◆ WHAT YOU NEED TO DO
Show each line from the items below that contains the word "orange", copying every such line in full.
==== MATERIAL TO PROCESS ====
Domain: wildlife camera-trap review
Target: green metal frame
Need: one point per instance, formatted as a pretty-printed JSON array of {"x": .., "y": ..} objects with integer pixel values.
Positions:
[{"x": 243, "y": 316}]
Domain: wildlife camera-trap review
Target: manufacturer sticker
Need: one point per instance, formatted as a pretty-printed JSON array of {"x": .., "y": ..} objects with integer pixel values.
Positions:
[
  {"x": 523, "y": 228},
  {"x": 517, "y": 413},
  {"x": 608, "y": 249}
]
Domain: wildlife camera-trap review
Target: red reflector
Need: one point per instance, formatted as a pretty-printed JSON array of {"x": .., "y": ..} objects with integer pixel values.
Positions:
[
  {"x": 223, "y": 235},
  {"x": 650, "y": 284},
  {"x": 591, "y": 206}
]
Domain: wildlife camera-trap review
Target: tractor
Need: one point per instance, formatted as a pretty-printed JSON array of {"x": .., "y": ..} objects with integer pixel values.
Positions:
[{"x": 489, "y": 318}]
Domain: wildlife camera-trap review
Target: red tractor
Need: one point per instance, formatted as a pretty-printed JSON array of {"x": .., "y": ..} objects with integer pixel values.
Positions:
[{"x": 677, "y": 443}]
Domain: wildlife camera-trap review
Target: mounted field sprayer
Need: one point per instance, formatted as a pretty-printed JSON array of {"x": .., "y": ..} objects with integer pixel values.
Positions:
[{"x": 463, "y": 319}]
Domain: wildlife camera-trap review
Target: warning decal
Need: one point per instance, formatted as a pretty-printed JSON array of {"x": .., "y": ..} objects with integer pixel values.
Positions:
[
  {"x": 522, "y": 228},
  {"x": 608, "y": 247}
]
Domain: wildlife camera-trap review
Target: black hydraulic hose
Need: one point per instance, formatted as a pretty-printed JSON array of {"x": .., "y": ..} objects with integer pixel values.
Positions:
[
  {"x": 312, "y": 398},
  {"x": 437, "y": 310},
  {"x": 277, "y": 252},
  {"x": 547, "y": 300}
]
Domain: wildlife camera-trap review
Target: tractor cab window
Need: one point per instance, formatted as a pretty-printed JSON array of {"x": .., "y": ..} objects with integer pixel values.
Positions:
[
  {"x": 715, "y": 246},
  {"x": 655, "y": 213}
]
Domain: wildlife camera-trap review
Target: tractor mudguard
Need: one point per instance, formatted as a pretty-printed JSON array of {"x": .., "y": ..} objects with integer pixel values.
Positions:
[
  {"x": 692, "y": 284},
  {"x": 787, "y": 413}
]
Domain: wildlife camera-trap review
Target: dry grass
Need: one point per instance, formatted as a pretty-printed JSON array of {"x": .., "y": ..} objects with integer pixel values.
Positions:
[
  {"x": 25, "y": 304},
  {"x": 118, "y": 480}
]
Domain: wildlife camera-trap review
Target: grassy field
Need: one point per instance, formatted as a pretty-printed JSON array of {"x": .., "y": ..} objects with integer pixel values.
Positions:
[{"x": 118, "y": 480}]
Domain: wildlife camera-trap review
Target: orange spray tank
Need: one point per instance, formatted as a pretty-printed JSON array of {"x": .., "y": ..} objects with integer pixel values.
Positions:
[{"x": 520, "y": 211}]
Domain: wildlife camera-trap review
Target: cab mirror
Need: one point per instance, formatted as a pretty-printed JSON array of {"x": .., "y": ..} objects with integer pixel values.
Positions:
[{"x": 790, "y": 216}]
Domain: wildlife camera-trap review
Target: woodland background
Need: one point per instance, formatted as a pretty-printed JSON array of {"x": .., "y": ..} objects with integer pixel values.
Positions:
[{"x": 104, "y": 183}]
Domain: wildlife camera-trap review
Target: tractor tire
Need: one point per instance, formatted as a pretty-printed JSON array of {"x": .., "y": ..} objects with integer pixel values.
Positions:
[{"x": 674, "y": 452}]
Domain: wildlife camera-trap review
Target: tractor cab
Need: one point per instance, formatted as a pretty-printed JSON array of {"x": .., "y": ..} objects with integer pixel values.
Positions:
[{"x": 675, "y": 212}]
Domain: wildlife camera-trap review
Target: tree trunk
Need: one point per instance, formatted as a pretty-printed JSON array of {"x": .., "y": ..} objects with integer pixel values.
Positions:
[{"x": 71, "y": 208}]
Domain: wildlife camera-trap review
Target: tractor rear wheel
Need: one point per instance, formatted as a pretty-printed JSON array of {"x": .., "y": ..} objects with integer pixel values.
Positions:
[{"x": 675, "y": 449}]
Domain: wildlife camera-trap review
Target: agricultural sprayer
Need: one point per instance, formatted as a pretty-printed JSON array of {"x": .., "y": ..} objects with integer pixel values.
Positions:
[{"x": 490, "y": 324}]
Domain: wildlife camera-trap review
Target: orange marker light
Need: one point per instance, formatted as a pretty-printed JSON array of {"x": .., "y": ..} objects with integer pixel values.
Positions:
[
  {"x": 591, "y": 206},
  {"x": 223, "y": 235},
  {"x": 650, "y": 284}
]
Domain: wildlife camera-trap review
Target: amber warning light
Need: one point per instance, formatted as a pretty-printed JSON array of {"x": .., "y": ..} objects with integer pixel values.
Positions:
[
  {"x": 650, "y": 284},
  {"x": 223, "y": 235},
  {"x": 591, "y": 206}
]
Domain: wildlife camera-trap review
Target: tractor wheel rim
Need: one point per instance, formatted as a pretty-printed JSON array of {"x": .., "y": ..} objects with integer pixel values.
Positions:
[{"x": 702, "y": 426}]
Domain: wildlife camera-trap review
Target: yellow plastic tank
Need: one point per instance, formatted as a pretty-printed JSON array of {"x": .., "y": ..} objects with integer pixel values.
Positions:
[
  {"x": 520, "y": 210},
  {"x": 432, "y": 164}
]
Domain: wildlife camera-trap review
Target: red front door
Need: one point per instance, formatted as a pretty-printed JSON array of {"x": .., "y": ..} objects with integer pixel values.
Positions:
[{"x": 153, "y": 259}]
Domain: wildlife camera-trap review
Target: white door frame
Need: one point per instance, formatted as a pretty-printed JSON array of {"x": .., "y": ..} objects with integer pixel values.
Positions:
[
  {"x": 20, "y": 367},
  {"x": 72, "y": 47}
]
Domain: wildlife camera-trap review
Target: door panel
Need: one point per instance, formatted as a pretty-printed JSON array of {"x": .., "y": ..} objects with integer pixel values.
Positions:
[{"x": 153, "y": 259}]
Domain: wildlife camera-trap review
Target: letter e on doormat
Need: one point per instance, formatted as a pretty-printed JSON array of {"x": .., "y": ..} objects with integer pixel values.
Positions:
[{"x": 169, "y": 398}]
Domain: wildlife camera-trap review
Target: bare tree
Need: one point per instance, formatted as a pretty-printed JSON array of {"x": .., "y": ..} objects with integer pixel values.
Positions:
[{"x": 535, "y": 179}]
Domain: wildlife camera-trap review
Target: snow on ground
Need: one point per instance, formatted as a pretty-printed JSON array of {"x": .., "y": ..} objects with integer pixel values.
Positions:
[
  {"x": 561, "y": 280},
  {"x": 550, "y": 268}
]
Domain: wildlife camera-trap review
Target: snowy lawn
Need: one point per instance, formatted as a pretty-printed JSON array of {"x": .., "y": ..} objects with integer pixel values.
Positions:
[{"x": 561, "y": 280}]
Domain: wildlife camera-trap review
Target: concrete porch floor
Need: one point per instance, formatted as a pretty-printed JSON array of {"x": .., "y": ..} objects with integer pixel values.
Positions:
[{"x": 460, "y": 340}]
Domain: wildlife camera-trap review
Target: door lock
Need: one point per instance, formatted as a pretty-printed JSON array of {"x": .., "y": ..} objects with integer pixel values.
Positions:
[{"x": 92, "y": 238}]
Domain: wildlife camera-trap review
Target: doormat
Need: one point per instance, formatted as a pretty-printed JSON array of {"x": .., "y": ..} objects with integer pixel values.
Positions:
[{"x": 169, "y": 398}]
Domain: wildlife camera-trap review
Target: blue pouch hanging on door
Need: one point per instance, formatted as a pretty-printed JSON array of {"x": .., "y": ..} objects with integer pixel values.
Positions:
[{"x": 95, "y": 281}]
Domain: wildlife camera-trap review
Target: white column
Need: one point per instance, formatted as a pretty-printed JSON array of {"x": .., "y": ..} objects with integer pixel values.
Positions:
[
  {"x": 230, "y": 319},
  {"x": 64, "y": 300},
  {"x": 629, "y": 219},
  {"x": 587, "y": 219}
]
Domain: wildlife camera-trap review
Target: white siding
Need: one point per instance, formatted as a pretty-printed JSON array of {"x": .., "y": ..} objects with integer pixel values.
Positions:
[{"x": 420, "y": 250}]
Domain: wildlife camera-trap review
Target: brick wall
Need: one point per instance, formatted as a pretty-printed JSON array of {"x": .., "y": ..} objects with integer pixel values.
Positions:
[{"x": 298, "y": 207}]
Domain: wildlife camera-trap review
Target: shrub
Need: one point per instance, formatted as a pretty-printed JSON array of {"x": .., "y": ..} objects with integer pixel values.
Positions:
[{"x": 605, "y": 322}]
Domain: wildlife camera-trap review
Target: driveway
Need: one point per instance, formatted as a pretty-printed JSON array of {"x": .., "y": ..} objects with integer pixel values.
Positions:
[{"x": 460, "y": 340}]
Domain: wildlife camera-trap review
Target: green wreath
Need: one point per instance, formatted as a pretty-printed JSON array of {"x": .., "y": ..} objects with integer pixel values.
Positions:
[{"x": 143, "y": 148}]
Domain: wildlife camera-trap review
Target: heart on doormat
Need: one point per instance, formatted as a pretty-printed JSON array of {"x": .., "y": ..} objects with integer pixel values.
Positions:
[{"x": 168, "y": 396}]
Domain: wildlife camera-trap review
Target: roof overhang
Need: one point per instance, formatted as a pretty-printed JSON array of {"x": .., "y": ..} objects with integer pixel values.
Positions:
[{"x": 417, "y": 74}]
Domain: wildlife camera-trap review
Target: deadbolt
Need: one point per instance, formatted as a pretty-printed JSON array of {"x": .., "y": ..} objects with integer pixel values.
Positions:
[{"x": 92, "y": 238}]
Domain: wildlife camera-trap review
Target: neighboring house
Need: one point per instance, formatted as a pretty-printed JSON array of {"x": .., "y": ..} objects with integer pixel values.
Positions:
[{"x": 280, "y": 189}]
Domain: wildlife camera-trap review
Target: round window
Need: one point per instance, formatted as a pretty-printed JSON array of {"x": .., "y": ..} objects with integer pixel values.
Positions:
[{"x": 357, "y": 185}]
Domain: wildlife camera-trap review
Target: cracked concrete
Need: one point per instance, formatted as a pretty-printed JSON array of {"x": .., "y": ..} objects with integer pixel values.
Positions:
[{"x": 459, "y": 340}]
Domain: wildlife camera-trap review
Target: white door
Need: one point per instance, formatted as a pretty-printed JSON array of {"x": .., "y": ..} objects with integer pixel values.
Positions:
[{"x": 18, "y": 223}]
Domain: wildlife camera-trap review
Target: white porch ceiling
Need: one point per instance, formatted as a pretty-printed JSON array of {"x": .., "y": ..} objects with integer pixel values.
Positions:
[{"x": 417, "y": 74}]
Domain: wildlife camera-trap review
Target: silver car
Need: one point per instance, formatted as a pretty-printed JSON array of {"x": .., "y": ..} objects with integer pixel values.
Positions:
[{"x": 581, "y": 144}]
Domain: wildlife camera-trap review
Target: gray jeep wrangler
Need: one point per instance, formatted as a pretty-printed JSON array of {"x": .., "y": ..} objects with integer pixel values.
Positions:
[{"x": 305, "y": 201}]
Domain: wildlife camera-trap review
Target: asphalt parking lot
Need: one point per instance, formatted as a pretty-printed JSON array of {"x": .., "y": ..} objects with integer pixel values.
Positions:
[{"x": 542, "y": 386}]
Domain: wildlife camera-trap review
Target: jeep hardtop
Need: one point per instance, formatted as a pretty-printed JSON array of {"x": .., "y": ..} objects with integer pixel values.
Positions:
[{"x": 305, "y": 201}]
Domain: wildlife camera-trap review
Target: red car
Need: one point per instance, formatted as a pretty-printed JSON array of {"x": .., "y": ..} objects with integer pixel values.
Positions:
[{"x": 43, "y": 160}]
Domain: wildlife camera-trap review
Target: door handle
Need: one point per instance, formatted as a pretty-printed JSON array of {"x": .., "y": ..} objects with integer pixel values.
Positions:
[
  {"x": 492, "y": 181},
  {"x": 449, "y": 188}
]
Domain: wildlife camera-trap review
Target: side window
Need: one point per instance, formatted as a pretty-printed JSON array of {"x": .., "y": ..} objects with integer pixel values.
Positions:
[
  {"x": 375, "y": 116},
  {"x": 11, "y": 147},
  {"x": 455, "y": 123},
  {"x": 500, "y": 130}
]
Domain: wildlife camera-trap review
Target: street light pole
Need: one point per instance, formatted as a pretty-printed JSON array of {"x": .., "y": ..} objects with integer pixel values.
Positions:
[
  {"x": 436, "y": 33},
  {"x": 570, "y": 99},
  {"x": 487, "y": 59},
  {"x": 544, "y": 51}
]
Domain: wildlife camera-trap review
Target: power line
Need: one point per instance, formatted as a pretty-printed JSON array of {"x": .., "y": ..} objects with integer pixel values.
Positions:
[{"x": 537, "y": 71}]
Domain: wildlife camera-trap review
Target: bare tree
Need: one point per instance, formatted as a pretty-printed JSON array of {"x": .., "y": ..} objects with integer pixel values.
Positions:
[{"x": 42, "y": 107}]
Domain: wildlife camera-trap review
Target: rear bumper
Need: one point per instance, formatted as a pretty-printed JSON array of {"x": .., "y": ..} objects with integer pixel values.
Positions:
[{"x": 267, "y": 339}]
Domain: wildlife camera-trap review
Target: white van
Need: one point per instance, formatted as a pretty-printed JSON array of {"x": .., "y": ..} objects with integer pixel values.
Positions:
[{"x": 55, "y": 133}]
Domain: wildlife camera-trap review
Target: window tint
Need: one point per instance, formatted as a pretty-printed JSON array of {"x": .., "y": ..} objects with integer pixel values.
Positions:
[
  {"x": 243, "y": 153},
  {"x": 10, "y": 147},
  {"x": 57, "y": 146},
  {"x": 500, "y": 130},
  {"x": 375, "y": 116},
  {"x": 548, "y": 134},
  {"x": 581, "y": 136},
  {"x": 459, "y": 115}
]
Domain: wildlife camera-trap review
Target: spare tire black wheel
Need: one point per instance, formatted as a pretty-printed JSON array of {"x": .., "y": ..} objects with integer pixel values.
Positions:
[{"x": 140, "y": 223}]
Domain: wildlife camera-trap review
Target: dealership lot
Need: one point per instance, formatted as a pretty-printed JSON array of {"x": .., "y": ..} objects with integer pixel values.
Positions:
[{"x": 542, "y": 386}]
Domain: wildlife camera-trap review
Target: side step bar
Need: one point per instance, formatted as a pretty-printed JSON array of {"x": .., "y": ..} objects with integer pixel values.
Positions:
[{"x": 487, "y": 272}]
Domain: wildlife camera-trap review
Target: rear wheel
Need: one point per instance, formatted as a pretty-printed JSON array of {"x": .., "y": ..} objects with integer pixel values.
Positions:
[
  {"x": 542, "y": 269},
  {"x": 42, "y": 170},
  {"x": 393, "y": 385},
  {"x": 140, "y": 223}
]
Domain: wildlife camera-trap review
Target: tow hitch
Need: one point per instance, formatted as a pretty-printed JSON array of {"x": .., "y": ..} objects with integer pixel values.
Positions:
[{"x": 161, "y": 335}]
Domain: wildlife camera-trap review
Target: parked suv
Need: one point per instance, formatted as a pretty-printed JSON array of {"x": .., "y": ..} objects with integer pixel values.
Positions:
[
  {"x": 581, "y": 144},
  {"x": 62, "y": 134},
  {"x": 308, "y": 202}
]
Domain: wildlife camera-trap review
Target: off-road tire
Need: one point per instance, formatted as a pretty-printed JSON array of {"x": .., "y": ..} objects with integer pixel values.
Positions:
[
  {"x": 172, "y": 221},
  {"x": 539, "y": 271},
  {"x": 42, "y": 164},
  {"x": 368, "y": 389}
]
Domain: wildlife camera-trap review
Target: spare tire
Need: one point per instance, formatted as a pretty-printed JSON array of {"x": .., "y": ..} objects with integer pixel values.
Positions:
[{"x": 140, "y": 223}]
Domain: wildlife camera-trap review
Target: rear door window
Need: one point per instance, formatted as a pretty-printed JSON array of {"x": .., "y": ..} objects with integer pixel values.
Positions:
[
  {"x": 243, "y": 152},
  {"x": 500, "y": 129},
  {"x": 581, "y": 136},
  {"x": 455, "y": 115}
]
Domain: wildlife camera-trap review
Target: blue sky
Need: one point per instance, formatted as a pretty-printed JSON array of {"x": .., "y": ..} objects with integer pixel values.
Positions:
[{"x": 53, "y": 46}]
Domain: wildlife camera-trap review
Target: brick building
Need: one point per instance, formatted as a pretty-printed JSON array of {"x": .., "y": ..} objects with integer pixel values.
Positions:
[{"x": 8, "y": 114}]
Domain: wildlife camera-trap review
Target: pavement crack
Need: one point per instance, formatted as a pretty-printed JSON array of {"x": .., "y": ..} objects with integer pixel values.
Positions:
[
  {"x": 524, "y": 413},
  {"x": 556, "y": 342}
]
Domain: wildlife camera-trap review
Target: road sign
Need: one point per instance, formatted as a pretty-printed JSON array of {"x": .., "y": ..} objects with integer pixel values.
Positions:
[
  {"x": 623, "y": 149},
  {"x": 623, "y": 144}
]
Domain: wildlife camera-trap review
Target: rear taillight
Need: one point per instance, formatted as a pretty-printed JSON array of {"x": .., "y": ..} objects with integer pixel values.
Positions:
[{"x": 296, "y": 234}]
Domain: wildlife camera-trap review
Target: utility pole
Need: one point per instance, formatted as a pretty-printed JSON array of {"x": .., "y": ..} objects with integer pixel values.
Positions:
====
◆ RESULT OF THIS EXERCISE
Target: orange spray tank
Target: orange marker light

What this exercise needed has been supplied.